## EXERCISE INPUTS

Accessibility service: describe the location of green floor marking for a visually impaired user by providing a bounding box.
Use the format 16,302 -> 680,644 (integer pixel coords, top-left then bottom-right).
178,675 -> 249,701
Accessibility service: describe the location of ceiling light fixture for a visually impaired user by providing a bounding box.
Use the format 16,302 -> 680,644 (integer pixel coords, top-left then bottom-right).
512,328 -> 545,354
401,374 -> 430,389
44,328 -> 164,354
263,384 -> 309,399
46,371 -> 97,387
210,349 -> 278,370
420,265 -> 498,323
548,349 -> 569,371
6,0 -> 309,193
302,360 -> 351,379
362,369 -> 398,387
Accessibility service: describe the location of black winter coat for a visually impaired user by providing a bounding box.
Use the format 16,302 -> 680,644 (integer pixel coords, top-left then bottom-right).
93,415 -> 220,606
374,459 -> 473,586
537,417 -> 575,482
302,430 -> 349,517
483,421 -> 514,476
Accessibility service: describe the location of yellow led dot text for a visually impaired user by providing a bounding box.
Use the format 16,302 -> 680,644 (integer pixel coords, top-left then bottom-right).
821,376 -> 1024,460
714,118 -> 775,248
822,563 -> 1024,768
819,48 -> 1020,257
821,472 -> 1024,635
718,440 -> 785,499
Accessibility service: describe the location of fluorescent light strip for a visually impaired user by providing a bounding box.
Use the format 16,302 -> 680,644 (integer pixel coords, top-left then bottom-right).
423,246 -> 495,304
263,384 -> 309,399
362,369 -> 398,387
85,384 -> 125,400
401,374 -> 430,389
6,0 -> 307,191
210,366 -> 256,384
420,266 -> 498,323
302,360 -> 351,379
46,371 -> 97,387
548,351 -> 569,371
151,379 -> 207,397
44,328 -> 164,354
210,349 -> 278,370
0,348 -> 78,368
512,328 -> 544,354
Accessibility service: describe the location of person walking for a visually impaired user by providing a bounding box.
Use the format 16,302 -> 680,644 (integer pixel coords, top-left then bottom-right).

## DIRECTIVE
Rewrite all of the rows above, changing "visually impaired user" to "user with low vision" wherever it appears and leaving everything else unchanged.

## TASK SOLUTION
Accessibility service: describe the location of green floor marking for a user with low vision by providing a bounding box.
Use the format 16,302 -> 680,644 (integer pixel coords, top-left then bottom-right).
178,675 -> 249,701
Accessibility service: describe the location of ceiling light fixture for a user with low vision by providing a bounding box.
Use the format 16,302 -> 680,644 (integer pixel coords, top-left then bottom-right).
512,328 -> 545,354
401,374 -> 430,389
44,328 -> 164,354
263,384 -> 309,399
46,371 -> 97,387
210,349 -> 278,370
420,265 -> 498,323
548,349 -> 569,371
6,0 -> 309,193
302,360 -> 351,379
362,369 -> 398,387
Accessibility service: describe the location of black winter coat for a user with low vision by providing a bounding box.
Use the format 16,302 -> 680,644 (integer pixel coords, top-left then bottom-right).
93,415 -> 220,606
374,459 -> 473,586
537,417 -> 575,482
302,430 -> 349,517
483,421 -> 514,476
Accessibility service: describe the location of yellow led dot text for a user with low vision by providing a bounding box.
Use the format 16,302 -> 680,644 (integer pixel coords, top-left then bottom-right).
821,376 -> 1024,460
714,118 -> 775,248
822,563 -> 1024,768
819,48 -> 1020,257
821,472 -> 1024,635
718,440 -> 785,499
Accessibility service: describe the location of fluorescent light strip for a user with low vision by providing a bounding box.
Use the format 16,302 -> 680,644 (integer pixel coords, top-left then bottom-right).
423,246 -> 495,304
263,384 -> 309,399
362,369 -> 398,387
85,384 -> 125,400
401,374 -> 430,389
6,0 -> 307,191
210,366 -> 256,384
420,266 -> 498,323
302,360 -> 351,379
46,371 -> 97,387
548,351 -> 569,371
151,379 -> 207,397
44,328 -> 164,354
210,349 -> 278,370
0,348 -> 78,368
512,328 -> 544,354
Accessibility service: describe the location of person walking for a user with low vision by providing a bounding box.
Use the format 16,302 -> 680,644 (integer pixel coords, top-left then bottom-right).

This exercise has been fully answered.